# Work request 1:
In the flatworm passage, what is the name of the puffer fish poison?
# Work request 2:
Using the flatworm passage, explain how the newly discovered flatworm can take down mollusks in their shells.

A newly discovered saltwater flatworm, pale yellow and about the size of a silver dollar, can take down mollusks in their shells, thanks to a powerful neurotoxin also found in puffer fish.
Yet this formidable hunting tool flops as a defense against fish eating the flatworm, says Raphael Ritson-Williams of the Smithsonian Marine Station in Fort Pierce, Fla.
The puffer fish poison, tetrodotoxin, has turned up in a variety of other creatures that spend at least part of their lives in water. These include other flatworms, frogs, North America’s rough-skinned newt, and the blue-ringed octopus.
Tetrodotoxin and other toxins from marine organisms have caught the attention of biomedical researchers for basic research and drug development. However, Ritson-Williams and a few other biologists are studying what animals actually are doing with the poisons. His new experiments provide an unusual look at how a flatworm uses its formidable chemistry.

# Recorded data:
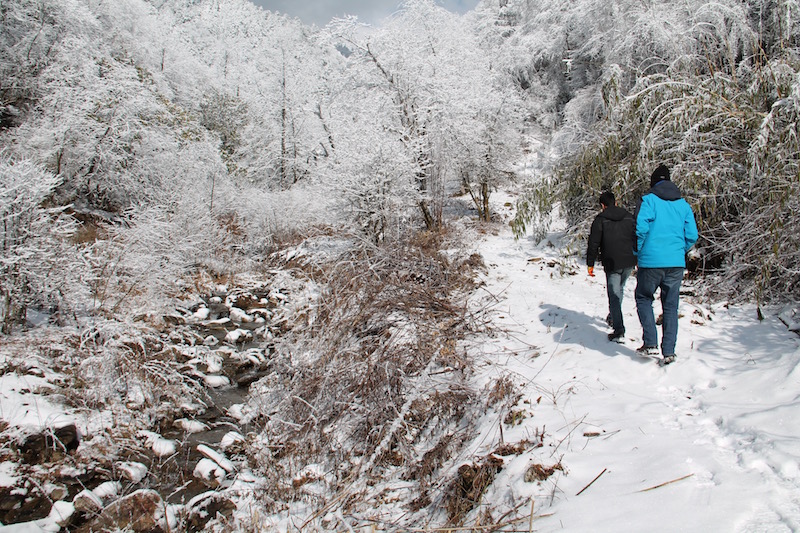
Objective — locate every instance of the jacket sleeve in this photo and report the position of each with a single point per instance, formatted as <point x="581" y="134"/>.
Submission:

# Worked solution 1:
Tetrodotoxin.

# Worked solution 2:
The flatworm can overpower shelled mollusks because it has a powerful neurotoxin, tetrodotoxin, which is also found in puffer fish.